WRITTEN TASK: Give back exactly the lines that run from the line containing "point: boat on" through the end of the listing below. Leave out every other line.

BEGIN RECORD EXCERPTS

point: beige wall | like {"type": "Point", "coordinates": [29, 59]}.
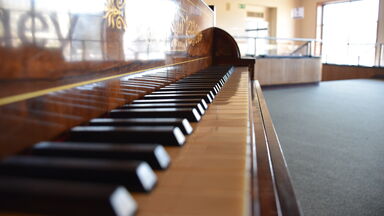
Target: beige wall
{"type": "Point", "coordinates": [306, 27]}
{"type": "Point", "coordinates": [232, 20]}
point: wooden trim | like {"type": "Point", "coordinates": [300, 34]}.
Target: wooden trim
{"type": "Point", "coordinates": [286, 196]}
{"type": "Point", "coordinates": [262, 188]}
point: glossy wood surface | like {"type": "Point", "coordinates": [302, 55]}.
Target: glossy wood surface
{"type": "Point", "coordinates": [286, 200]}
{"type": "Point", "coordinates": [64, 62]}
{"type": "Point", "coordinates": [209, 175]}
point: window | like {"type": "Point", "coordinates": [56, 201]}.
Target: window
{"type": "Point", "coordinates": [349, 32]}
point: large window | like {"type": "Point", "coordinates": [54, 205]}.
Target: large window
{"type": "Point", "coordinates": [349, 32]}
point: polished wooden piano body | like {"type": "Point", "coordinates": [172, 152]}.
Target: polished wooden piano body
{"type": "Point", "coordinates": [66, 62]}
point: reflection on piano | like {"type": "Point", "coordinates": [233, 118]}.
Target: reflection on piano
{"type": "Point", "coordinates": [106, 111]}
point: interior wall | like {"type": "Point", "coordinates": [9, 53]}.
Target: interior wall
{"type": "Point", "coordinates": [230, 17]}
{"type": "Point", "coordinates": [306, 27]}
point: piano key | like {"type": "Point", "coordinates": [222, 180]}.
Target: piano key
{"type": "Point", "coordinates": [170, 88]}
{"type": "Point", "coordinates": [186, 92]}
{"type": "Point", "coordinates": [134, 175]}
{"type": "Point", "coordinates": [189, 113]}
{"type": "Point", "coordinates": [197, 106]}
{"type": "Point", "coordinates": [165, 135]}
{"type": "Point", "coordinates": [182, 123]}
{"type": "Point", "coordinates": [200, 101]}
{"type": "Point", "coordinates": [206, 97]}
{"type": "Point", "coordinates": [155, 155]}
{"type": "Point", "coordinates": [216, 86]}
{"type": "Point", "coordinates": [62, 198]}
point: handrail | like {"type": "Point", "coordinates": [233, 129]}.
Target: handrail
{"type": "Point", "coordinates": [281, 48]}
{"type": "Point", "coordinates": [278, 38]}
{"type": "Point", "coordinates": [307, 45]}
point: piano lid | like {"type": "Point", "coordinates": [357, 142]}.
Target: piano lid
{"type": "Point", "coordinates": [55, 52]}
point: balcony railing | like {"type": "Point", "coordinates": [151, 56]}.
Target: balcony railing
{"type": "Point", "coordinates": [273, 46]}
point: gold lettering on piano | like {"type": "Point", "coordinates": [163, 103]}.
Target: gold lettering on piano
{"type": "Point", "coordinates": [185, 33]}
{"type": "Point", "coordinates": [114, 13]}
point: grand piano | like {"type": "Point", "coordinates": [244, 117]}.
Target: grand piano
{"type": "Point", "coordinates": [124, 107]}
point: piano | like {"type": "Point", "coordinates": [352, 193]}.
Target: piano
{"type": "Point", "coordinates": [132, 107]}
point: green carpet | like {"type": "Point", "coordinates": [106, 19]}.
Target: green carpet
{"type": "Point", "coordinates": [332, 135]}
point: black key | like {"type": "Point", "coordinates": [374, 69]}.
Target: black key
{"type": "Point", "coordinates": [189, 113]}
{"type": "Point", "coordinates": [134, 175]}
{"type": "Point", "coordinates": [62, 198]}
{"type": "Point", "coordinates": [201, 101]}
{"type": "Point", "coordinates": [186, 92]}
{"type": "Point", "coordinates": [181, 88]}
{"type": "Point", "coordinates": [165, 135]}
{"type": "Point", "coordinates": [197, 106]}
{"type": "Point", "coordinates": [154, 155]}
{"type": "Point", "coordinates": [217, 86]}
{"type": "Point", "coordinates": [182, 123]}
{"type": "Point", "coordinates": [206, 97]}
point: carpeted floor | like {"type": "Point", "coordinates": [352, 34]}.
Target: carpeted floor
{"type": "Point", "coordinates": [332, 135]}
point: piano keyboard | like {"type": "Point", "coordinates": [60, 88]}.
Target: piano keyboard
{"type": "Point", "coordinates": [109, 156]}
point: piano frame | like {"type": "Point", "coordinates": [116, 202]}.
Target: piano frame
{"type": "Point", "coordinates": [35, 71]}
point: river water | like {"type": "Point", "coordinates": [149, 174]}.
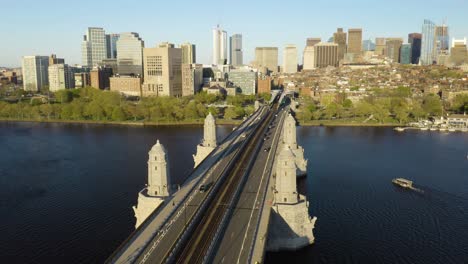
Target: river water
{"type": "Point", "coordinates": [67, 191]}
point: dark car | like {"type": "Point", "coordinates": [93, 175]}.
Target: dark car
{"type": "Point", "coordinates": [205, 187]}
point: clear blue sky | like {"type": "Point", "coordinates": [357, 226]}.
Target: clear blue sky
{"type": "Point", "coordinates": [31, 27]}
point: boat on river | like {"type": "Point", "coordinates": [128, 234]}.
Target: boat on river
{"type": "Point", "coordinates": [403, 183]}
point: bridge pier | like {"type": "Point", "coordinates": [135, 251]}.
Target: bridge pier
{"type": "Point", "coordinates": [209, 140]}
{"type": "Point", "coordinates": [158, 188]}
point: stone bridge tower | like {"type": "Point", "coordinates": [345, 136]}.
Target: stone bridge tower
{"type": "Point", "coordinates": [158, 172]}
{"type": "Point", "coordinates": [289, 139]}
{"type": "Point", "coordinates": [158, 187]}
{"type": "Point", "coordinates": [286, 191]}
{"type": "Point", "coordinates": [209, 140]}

END RECORD EXCERPTS

RESPONSE TO THE EXERCISE:
point: boat on river | like {"type": "Point", "coordinates": [128, 234]}.
Target: boat on river
{"type": "Point", "coordinates": [403, 183]}
point: bridge pier | like {"type": "Point", "coordinates": [135, 251]}.
Target: bridge pier
{"type": "Point", "coordinates": [209, 140]}
{"type": "Point", "coordinates": [158, 188]}
point: stone bridge tower | like {"type": "Point", "coordinates": [345, 136]}.
Target: stone bridge tower
{"type": "Point", "coordinates": [158, 172]}
{"type": "Point", "coordinates": [289, 139]}
{"type": "Point", "coordinates": [158, 187]}
{"type": "Point", "coordinates": [286, 191]}
{"type": "Point", "coordinates": [209, 140]}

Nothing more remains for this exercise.